What is required ->
Tally the lines in the rows below that contain the string "back", and reply with only that number.

Materials provided ->
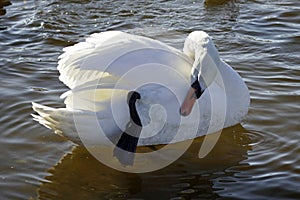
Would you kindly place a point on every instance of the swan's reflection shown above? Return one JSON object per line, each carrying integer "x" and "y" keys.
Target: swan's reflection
{"x": 80, "y": 176}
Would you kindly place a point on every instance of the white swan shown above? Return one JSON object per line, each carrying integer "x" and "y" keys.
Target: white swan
{"x": 102, "y": 70}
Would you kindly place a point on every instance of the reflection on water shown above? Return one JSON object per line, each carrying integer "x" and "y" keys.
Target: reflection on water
{"x": 4, "y": 3}
{"x": 259, "y": 40}
{"x": 187, "y": 177}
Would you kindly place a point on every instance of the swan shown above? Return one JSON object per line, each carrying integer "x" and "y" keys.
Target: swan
{"x": 176, "y": 95}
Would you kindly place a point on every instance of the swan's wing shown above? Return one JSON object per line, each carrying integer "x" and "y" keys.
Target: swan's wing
{"x": 112, "y": 54}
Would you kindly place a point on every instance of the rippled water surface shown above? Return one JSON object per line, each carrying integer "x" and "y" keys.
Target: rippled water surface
{"x": 259, "y": 159}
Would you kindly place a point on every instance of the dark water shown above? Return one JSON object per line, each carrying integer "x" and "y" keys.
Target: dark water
{"x": 259, "y": 159}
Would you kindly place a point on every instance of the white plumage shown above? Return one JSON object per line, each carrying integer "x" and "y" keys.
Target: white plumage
{"x": 101, "y": 71}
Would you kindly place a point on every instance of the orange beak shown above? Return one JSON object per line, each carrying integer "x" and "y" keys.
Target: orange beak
{"x": 188, "y": 103}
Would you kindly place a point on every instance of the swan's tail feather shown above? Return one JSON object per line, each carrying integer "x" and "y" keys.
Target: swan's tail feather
{"x": 59, "y": 120}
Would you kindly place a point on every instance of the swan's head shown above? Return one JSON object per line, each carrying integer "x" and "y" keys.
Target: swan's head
{"x": 199, "y": 47}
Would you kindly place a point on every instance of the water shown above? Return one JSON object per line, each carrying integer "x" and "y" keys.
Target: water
{"x": 259, "y": 159}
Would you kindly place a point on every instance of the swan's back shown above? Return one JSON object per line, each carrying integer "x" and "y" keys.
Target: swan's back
{"x": 113, "y": 53}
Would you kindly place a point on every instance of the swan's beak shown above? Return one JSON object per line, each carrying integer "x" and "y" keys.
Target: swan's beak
{"x": 188, "y": 103}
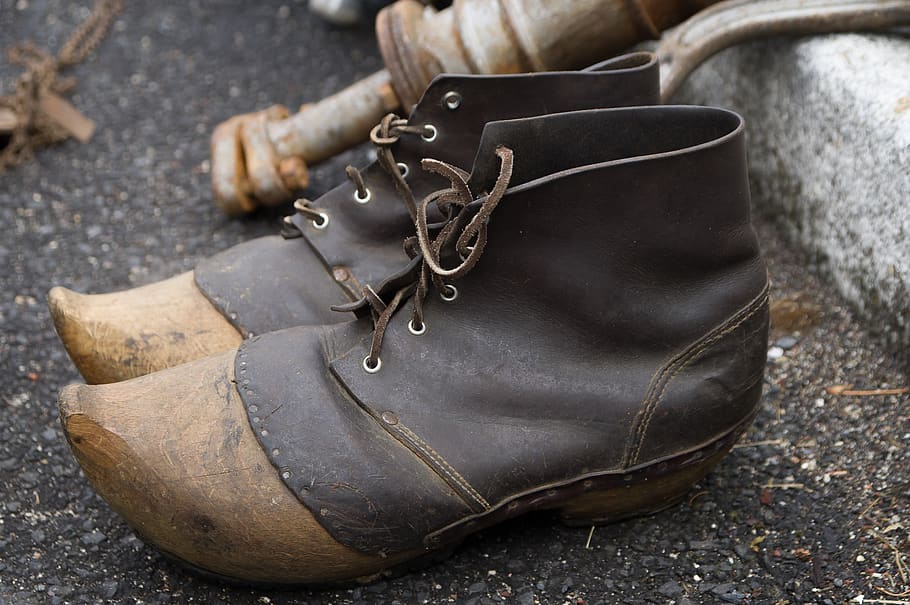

Full answer ->
2